(Point localization data)

↓↓↓

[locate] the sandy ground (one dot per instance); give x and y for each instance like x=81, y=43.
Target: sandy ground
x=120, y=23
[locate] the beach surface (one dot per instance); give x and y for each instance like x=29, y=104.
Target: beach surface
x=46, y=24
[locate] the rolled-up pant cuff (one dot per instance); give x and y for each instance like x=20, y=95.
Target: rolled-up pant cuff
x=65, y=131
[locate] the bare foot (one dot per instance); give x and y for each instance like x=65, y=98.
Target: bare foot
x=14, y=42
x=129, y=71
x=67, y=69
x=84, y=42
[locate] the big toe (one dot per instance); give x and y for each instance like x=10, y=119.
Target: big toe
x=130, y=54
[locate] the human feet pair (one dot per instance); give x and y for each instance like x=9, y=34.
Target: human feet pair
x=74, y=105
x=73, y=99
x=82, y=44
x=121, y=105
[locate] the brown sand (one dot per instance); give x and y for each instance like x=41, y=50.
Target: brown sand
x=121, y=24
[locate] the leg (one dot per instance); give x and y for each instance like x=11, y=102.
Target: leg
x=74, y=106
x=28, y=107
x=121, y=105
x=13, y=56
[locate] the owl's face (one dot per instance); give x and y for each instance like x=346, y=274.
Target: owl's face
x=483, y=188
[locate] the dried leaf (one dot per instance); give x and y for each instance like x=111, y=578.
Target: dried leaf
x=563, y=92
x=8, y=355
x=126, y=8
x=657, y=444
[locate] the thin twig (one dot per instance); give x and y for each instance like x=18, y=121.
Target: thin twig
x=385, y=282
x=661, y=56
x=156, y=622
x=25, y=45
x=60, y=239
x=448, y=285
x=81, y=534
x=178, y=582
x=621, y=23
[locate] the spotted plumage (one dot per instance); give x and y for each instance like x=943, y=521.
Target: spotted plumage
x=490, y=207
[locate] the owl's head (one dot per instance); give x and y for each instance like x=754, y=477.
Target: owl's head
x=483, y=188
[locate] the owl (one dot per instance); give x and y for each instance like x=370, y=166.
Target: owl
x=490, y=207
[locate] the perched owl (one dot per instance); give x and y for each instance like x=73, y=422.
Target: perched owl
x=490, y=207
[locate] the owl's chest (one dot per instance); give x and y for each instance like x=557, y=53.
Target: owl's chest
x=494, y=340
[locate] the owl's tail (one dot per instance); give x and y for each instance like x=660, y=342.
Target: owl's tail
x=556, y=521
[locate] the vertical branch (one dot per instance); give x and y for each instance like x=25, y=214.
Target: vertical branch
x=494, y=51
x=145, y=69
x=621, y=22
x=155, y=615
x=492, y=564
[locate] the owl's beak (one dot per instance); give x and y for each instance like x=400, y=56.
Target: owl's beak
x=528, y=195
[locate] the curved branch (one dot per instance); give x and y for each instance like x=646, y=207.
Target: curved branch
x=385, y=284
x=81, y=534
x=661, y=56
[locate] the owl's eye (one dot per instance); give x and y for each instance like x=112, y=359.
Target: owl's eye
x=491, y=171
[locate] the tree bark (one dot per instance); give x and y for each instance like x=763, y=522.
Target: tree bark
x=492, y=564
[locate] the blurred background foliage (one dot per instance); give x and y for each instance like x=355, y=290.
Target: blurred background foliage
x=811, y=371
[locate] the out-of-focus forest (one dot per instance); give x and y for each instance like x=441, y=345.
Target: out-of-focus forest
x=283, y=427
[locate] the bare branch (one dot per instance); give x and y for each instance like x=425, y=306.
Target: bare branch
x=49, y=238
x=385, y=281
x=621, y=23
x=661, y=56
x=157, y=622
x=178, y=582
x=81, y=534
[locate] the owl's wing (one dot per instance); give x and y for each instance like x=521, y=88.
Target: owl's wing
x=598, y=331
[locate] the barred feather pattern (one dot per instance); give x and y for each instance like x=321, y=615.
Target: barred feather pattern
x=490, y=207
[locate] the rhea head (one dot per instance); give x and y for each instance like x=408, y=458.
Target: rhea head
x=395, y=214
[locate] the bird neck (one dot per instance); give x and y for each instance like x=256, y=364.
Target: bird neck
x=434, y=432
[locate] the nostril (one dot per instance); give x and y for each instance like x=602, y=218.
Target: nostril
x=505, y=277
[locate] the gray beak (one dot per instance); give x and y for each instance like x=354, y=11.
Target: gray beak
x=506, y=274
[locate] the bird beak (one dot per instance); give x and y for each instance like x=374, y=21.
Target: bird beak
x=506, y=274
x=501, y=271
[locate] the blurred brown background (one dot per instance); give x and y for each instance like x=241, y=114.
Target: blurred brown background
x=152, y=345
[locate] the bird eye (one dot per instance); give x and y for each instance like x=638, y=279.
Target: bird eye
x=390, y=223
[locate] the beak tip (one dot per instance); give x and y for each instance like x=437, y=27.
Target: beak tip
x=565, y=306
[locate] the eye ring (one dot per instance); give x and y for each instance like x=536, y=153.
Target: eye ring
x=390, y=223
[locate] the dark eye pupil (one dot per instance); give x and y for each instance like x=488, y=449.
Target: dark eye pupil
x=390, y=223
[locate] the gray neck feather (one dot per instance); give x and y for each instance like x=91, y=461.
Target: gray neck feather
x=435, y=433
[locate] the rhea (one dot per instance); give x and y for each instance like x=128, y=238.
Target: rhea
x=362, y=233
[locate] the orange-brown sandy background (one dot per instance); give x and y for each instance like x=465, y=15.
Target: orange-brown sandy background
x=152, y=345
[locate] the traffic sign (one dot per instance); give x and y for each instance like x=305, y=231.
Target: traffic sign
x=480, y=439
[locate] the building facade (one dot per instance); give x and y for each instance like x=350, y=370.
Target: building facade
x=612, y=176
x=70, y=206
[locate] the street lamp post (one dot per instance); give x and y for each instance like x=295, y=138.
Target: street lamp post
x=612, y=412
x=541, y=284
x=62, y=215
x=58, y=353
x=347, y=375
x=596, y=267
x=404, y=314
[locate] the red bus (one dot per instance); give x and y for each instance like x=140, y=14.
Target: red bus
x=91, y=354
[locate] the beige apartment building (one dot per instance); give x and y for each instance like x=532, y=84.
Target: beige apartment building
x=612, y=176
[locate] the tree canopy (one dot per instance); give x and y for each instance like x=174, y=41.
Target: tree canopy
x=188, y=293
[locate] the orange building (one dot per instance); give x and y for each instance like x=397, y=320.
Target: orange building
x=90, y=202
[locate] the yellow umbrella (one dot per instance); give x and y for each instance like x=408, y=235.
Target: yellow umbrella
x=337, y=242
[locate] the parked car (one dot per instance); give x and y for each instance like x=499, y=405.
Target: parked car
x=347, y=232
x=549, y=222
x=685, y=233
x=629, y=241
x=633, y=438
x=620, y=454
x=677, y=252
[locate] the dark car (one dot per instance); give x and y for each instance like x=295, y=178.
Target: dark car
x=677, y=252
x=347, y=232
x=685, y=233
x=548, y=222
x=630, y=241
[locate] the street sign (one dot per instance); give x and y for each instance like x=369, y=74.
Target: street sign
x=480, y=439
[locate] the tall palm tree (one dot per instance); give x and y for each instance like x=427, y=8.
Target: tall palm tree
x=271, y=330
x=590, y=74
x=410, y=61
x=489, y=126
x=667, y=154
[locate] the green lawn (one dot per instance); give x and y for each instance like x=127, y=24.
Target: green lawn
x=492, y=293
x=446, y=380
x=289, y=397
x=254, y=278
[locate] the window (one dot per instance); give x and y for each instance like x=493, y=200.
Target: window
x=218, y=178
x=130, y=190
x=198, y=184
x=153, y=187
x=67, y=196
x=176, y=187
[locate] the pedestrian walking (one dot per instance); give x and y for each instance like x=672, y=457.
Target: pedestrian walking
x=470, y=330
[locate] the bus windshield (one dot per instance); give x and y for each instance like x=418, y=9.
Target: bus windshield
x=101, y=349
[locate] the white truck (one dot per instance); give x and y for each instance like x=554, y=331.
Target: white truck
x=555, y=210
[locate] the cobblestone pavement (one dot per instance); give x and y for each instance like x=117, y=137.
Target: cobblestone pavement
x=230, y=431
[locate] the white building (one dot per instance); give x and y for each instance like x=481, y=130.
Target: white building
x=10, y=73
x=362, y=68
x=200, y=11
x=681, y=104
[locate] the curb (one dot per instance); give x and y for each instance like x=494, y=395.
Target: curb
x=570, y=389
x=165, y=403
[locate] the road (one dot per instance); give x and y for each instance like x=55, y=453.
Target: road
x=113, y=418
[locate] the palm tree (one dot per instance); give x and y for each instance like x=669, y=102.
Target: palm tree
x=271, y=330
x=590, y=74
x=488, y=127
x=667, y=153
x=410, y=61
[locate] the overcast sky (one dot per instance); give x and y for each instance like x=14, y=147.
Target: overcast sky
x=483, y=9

↑↑↑

Problem details: The response should contain only a verbatim copy of the lines from the line with "[locate] the overcast" to the final line of the records.

Answer space:
[locate] the overcast sky (one dot per instance); give x and y for each instance like x=14, y=147.
Target: overcast sky
x=483, y=9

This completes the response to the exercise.